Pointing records
-- -- --
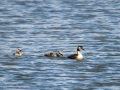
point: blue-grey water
(39, 26)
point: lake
(40, 26)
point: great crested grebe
(77, 56)
(50, 54)
(18, 52)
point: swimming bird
(50, 54)
(77, 56)
(18, 52)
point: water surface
(38, 26)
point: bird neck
(78, 52)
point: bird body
(50, 54)
(18, 52)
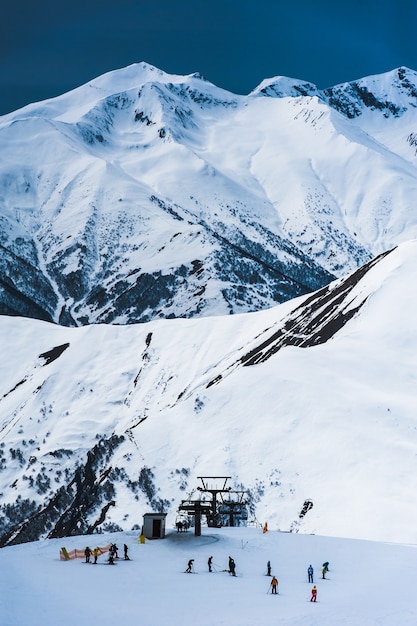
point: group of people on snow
(113, 554)
(274, 580)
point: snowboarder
(87, 553)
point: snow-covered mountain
(143, 195)
(311, 400)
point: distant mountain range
(143, 195)
(309, 407)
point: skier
(114, 549)
(87, 553)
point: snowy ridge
(144, 195)
(102, 423)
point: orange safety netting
(66, 555)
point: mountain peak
(281, 87)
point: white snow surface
(368, 583)
(335, 423)
(93, 179)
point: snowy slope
(368, 583)
(313, 399)
(143, 195)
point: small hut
(154, 525)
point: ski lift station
(154, 525)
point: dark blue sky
(48, 47)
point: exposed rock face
(143, 195)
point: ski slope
(368, 583)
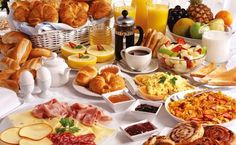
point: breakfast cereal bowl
(181, 58)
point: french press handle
(140, 39)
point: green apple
(217, 24)
(197, 29)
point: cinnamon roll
(219, 133)
(159, 140)
(186, 132)
(205, 141)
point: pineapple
(199, 12)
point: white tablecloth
(162, 120)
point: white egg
(26, 78)
(43, 74)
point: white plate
(181, 96)
(85, 91)
(5, 123)
(151, 68)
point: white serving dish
(120, 106)
(181, 95)
(139, 136)
(140, 115)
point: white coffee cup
(137, 57)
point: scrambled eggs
(164, 84)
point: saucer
(125, 68)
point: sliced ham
(86, 114)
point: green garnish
(67, 125)
(162, 79)
(173, 80)
(79, 47)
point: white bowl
(138, 136)
(140, 115)
(120, 106)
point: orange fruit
(226, 16)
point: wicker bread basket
(56, 38)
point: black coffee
(138, 52)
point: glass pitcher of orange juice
(141, 12)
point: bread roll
(39, 52)
(21, 13)
(43, 13)
(186, 132)
(5, 48)
(159, 140)
(6, 74)
(73, 15)
(100, 9)
(34, 63)
(20, 3)
(9, 63)
(13, 37)
(85, 75)
(21, 52)
(10, 84)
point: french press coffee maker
(124, 33)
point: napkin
(8, 101)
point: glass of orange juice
(158, 15)
(120, 6)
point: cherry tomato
(188, 62)
(72, 45)
(178, 48)
(181, 41)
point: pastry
(19, 3)
(203, 71)
(72, 48)
(204, 141)
(6, 74)
(80, 60)
(73, 15)
(106, 82)
(42, 13)
(100, 9)
(85, 75)
(9, 63)
(21, 51)
(159, 140)
(10, 84)
(223, 135)
(186, 132)
(21, 13)
(102, 52)
(34, 63)
(5, 48)
(13, 37)
(39, 52)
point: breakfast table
(163, 120)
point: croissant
(73, 15)
(100, 9)
(41, 13)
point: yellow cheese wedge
(44, 141)
(11, 136)
(76, 62)
(35, 131)
(102, 55)
(66, 50)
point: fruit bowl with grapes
(198, 18)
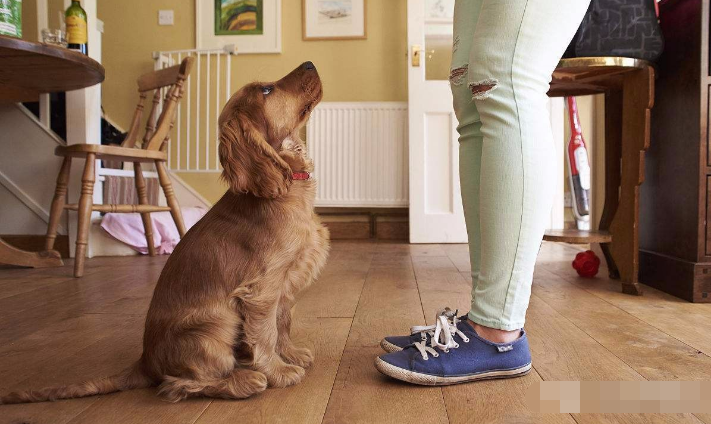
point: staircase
(28, 172)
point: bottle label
(76, 30)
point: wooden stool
(628, 85)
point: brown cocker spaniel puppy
(219, 321)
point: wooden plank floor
(55, 329)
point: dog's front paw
(285, 375)
(298, 356)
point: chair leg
(60, 195)
(170, 197)
(86, 202)
(143, 200)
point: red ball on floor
(587, 264)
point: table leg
(12, 256)
(613, 154)
(637, 101)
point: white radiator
(360, 153)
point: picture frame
(334, 20)
(252, 26)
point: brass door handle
(416, 54)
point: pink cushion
(128, 228)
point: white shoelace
(442, 335)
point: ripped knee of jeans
(481, 90)
(458, 75)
-- -- --
> [AIM OF THE TASK] Copy the data exactly. Any picture it contains is to be omitted.

> [EXPECTED ANSWER]
point: blue-grey water
(39, 26)
point: lake
(40, 26)
point: great crested grebe
(77, 56)
(50, 54)
(18, 52)
point: swimming bird
(50, 54)
(77, 56)
(18, 52)
point: water surface
(38, 26)
point: bird neck
(78, 52)
point: bird body
(50, 54)
(18, 52)
point: group of people on snow
(113, 554)
(274, 580)
point: snowboarder
(87, 553)
point: snow-covered mountain
(143, 195)
(311, 400)
point: distant mountain range
(143, 195)
(309, 407)
point: skier
(114, 549)
(87, 553)
point: snowy ridge
(144, 195)
(102, 423)
point: orange safety netting
(66, 555)
point: mountain peak
(281, 87)
point: white snow surface
(368, 583)
(335, 423)
(93, 179)
point: snowy slope
(368, 583)
(313, 399)
(143, 195)
point: small hut
(154, 525)
point: ski lift station
(154, 525)
point: dark blue sky
(48, 47)
point: exposed rock face
(143, 195)
point: ski slope
(368, 583)
point: breakfast cereal bowl
(181, 58)
point: french press handle
(140, 39)
point: green apple
(217, 24)
(197, 29)
point: cinnamon roll
(219, 133)
(159, 140)
(186, 132)
(205, 141)
point: pineapple
(199, 12)
point: white tablecloth
(162, 120)
point: white egg
(26, 78)
(43, 74)
point: white plate
(181, 96)
(85, 91)
(5, 123)
(151, 68)
point: white serving dish
(120, 106)
(181, 95)
(139, 136)
(140, 115)
point: white coffee cup
(137, 57)
point: scrambled eggs
(164, 84)
point: saucer
(125, 68)
point: sliced ham
(86, 114)
point: green garnish
(67, 125)
(162, 79)
(173, 80)
(79, 47)
point: white bowl
(138, 136)
(140, 115)
(120, 106)
point: orange fruit
(226, 16)
point: wicker bread basket
(56, 38)
point: black coffee
(138, 52)
point: glass pitcher of orange juice
(141, 12)
point: bread roll
(39, 52)
(21, 13)
(43, 13)
(186, 132)
(5, 48)
(159, 140)
(6, 74)
(73, 15)
(100, 9)
(34, 63)
(20, 3)
(9, 63)
(13, 37)
(85, 75)
(21, 52)
(10, 84)
point: french press coffee maker
(124, 33)
point: napkin
(8, 101)
point: glass of orange juice
(158, 15)
(120, 6)
point: cherry tomato
(188, 62)
(72, 45)
(178, 48)
(181, 41)
point: pastry
(19, 3)
(203, 71)
(72, 48)
(204, 141)
(6, 74)
(80, 60)
(73, 15)
(106, 82)
(42, 13)
(100, 9)
(85, 75)
(9, 63)
(21, 51)
(159, 140)
(10, 84)
(223, 135)
(186, 132)
(21, 13)
(102, 52)
(34, 63)
(5, 48)
(13, 37)
(39, 52)
point: breakfast table
(163, 120)
point: croissant
(73, 15)
(100, 9)
(41, 13)
point: yellow cheese wedge
(44, 141)
(11, 136)
(76, 62)
(35, 131)
(102, 55)
(66, 50)
point: fruit bowl with grapes
(198, 18)
point: staircase
(28, 172)
point: bottle label
(76, 30)
point: wooden stool
(628, 85)
point: brown cocker spaniel puppy
(219, 321)
point: wooden plank floor
(55, 329)
point: dog's front paw
(285, 375)
(298, 356)
point: chair leg
(60, 195)
(170, 197)
(86, 202)
(143, 200)
point: red ball on floor
(587, 264)
point: table leg
(12, 256)
(613, 154)
(637, 101)
point: white radiator
(360, 153)
point: picture frame
(334, 20)
(252, 26)
point: brass door handle
(416, 54)
point: pink cushion
(128, 228)
point: white shoelace
(442, 335)
point: ripped knee of jeans
(481, 90)
(458, 75)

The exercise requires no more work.